INSTRUCTIONS FOR THE TASK: Transcribe the records in full, keeping every character as it is.
•••
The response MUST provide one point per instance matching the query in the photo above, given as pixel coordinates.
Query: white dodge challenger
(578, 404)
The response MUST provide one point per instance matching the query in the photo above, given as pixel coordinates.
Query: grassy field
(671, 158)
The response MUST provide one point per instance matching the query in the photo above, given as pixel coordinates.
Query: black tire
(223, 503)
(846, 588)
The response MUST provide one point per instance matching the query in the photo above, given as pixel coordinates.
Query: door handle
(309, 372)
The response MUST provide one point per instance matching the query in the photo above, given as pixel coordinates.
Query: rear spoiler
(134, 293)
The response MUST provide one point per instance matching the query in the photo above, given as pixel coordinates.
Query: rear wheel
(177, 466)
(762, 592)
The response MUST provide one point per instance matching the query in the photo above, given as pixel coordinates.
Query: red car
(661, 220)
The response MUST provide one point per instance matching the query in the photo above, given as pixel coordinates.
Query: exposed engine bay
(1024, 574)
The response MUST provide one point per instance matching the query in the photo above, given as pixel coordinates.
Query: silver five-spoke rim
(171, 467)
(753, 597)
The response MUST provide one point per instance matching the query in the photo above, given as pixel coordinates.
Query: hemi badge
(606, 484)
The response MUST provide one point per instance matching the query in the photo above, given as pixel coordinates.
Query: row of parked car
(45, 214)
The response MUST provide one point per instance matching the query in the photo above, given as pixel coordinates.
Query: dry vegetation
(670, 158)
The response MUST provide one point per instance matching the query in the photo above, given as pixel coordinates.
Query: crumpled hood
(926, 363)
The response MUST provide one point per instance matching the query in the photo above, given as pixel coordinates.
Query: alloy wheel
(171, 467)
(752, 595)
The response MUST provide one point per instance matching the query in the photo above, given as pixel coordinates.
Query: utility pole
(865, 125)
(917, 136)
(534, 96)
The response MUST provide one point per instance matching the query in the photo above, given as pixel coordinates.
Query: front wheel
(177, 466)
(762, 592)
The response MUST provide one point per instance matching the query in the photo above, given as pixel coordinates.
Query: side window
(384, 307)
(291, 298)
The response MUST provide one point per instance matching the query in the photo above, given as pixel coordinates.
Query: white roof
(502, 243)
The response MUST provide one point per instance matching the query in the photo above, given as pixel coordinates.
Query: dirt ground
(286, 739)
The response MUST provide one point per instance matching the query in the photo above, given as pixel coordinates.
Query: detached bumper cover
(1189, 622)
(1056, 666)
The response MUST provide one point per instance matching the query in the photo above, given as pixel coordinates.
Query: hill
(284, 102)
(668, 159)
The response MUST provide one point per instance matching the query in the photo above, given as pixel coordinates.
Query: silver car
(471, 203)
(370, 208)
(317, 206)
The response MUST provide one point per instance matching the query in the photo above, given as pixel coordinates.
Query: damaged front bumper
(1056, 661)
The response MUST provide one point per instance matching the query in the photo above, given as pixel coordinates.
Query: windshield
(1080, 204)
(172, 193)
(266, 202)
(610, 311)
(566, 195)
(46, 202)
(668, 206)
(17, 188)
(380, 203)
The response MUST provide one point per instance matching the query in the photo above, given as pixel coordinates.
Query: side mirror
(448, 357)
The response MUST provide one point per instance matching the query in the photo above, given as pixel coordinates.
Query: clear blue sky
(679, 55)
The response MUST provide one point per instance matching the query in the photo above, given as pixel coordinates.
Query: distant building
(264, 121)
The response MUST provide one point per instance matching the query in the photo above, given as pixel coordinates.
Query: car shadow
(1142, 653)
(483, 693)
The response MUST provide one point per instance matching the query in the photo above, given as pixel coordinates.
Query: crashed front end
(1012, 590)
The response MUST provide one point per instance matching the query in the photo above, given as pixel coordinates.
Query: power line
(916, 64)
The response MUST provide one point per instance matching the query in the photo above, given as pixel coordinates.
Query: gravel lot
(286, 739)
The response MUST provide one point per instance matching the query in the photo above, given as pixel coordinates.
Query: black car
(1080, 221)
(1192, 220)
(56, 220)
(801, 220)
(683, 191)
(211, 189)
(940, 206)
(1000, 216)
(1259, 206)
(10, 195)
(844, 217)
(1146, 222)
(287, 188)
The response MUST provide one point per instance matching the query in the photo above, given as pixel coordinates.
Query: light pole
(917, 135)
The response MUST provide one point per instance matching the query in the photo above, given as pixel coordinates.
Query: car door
•••
TASK RESULT:
The response MUST provide one point per instance matching the query in the photo above, given as pixel coordinates.
Query: white dodge challenger
(578, 404)
The response MUST provide one point per instance matching the query in the photo above, given as pixel coordinates.
Query: grassy field
(671, 158)
The response MUST provide one point per instance matching the query in the photo above, given as pixel coordinates.
Query: black tire
(223, 503)
(846, 588)
The response MUST provide one point per instance matching the query in the photo above, given as pixel coordinates.
Query: door handle
(309, 372)
The response MUST provide one point per instance matching the query in the photo above, given as pixel coordinates.
Query: rear spoiler
(134, 293)
The response MUST provide one point per instance matching the query in the photo above, given as pixel coordinates.
Query: rear wheel
(177, 466)
(762, 592)
The response MUST provide one point per instance matching the query in the photo above, given as pixel coordinates.
Query: red car
(661, 220)
The response MUST provide one point per instance matching the query in the photo above, given as pixel coordinates.
Query: exposed engine bay
(1024, 574)
The response MUST provide one point per instance matching the query in the photo above, given as pixel coordinates.
Query: silver five-spoke rim
(171, 467)
(753, 597)
The response MUST provide one point per instance matching the query in the photo above, given as pixel coordinates.
Query: hemi badge
(606, 484)
The response MUST provide one point per instance matching the query in the photo above, given as pixel coordinates.
Query: row of parked car
(45, 214)
The response MUST provide one point per instance matching the query in the photo above, given as pixel coordinates.
Query: dry vegetation
(670, 158)
The response MUST provide one point per instance matching the query in the photo above, given as pixel coordinates.
Query: crumpled hood
(926, 363)
The response MUST provide one point per instance matching the query in the photo above, given as pixel coordinates.
Query: alloy wheel
(171, 467)
(752, 595)
The response MUST provide one point per instance matching the query in the photo above, given as pixel coordinates.
Query: utility pole
(865, 125)
(917, 136)
(534, 96)
The response MUST provide one point per instance matching the query in the photo above, given as pixel coordinates.
Query: front wheel
(177, 466)
(762, 592)
The response MUST provide one point per instance matching the query in the photo above, given as pixel coordinates.
Query: side window
(384, 307)
(291, 298)
The response MUST provide one point per instance matching the query in the photo above, given as pixel coordinates.
Query: white roof
(502, 243)
The response MUST provide one point per instance matching the query in the photo above, given as pixel coordinates.
Query: dirt ground
(286, 739)
The response MUST provide one point per instance matching the query in the photo above, given as pixel coordinates.
Query: detached bumper cover
(1189, 622)
(1056, 666)
The response MUST provide one point per instance matching the query in the photo above, given as pixel coordinates.
Query: hill
(284, 102)
(668, 159)
The response MUST provide one point per instance matching the query in the photo above, given as pixel coordinates.
Query: silver car
(471, 203)
(370, 208)
(317, 206)
The response MUST provide one point per instance matching the query in the photo above, given as pixel coordinates.
Query: damaged front bumper
(1056, 661)
The response MUST provide one point per instance matching the query in the photo above, given as pixel coordinates.
Query: windshield
(1080, 204)
(172, 193)
(266, 202)
(610, 311)
(566, 195)
(46, 202)
(668, 206)
(17, 188)
(380, 203)
The response MUST provide one point per instance matching the query in the photo above, given as pixel coordinates.
Query: side mirror
(448, 357)
The response MUST provide one point per instance matching the query in the photo above, given as pixel coordinates.
Query: clear blue sky
(679, 55)
The response MUST provide one point per instance matching the query in the photo above, given as pixel coordinates.
Query: distant building
(264, 121)
The response MUST provide one point per instance matching the query in the photo above, given as pixel coordinates.
Query: car shadow
(1142, 653)
(483, 693)
The response MUST provide one point per instance matching the query in the photo above, given as pixel coordinates.
Query: crashed front end
(1012, 590)
The response MUST provide one point per instance matching the query in the photo above, given as pixel coordinates.
Query: power line
(916, 64)
The response MUST provide one point per instance matching the query in the photo above, given as pixel coordinates.
Query: gravel lot
(286, 739)
The response MUST provide one point per instance matching the query in the photo above, given as pixel coordinates.
Query: black car
(1080, 221)
(1192, 220)
(56, 220)
(801, 220)
(683, 191)
(211, 189)
(940, 206)
(1000, 216)
(1259, 206)
(10, 195)
(844, 217)
(1146, 222)
(287, 188)
The response MUST provide one point per instance matching the query in the photo above, given as pixel coordinates.
Query: light pole
(917, 135)
The response MUST provide one point per instance matching the query in the photo above, given as pixel coordinates.
Query: car door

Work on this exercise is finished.